─── ЦИТИРУЕМЫЙ ОТРЫВОК ───
Зима не будет вечной. Искусство восстановления после ударов судьбы — страница 13 из 33

Есть и более мрачная версия легенды о святой Люции. Согласно ей, Люция была молодой сицилийкой, жившей в III веке н. э. Один аристократ-язычник предложил ей выйти за него замуж, но Люция отказала – ведь она дала обет служить Господу. Оскорбленный кавалер заявил на нее римским властям за исповедование христианства, а те, в свою очередь, пригрозили отправить в публичный дом, если девушка не отречется от своей веры. Люция отказалась. Когда же власти попытались силой увезти ее в бордель, то не смогли даже сдвинуть с места. Не удалось это и упряжке из быков. Тогда вокруг Люции сложили костер и сожгли ее. Но даже это не могло заглушить ее голос, звенящий сквозь пламя и прославляющий истинную веру. Один из солдат метнул ей в горло копье – но голос все звучал. По более поздним версиям легенды, ей также вырвали глаза или она вырвала их сама, чтобы отделаться от назойливого ухажера.

Святая Люция – символ абсолютной веры и чистоты, но грехи, за которые она перенесла столь тяжкие муки, совершены другими людьми.

Так, она становится объектом мужского вожделеющего взгляда и от него же погибает. Люция бродит во тьме катакомб или собственной слепоты и несет свет мученического огня или свет от венка из свечей. В стихотворении Донна девушка, вне всякого сомнения, символ женской жертвенности во имя любви, но также и символ времени года как такового, когда царствует тьма и почти нет света.

* * *

Шведская церковь в лондонском Марилебоне[20] полна людей. Ребятишки едят яблочные дольки и канапе из пластиковых стаканчиков, забираются на скамьи, чтобы лучше видеть. Младенцы беспокойно ерзают на руках у смущенных родителей, детишки постарше тянут ручки, перебираясь от дедушки к бабушке, от отца к тетке. Кто-то надел венок из свечей на батарейках. Рядом со мной какой-то ребенок старательно выковыривает свечи из венка и бросает на пол. Церковь сегодня для них, и они это знают. Все готовятся к чуду и от волнения не могут усидеть на месте. Разношерстный приход, состоящий из шведских экспатов, снисходительно смотрит на них, о чем-то перешептываясь между рядами и фотографируясь, чтобы отослать снимки домой.
───
Дословно перепишите из отрывка о святой Люции фрагмент от слов «Шведская церковь в» до слов «отослать снимки домой.» включительно. Строки ниже к выполнению задания отношения не имеют.
─── ЗАПИСАННЫЕ ДАННЫЕ ───
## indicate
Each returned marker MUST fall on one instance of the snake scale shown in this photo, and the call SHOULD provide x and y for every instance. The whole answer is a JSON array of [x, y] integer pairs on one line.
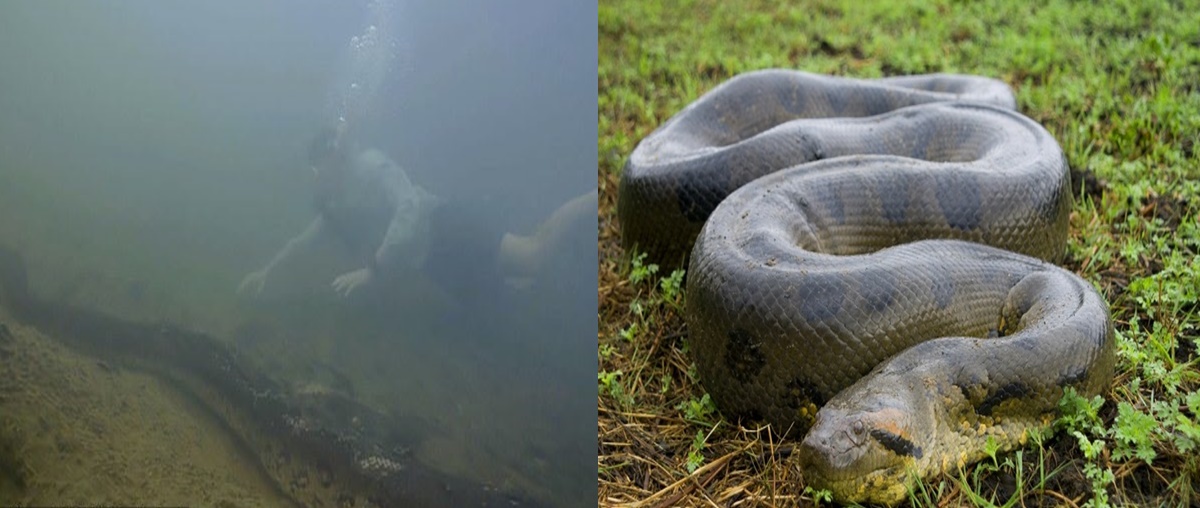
[[869, 262]]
───
### РЕШЕНИЕ ЗАДАЧИ
Шведская церковь в лондонском Марилебоне[20] полна людей. Ребятишки едят яблочные дольки и канапе из пластиковых стаканчиков, забираются на скамьи, чтобы лучше видеть. Младенцы беспокойно ерзают на руках у смущенных родителей, детишки постарше тянут ручки, перебираясь от дедушки к бабушке, от отца к тетке. Кто-то надел венок из свечей на батарейках. Рядом со мной какой-то ребенок старательно выковыривает свечи из венка и бросает на пол. Церковь сегодня для них, и они это знают. Все готовятся к чуду и от волнения не могут усидеть на месте. Разношерстный приход, состоящий из шведских экспатов, снисходительно смотрит на них, о чем-то перешептываясь между рядами и фотографируясь, чтобы отослать снимки домой.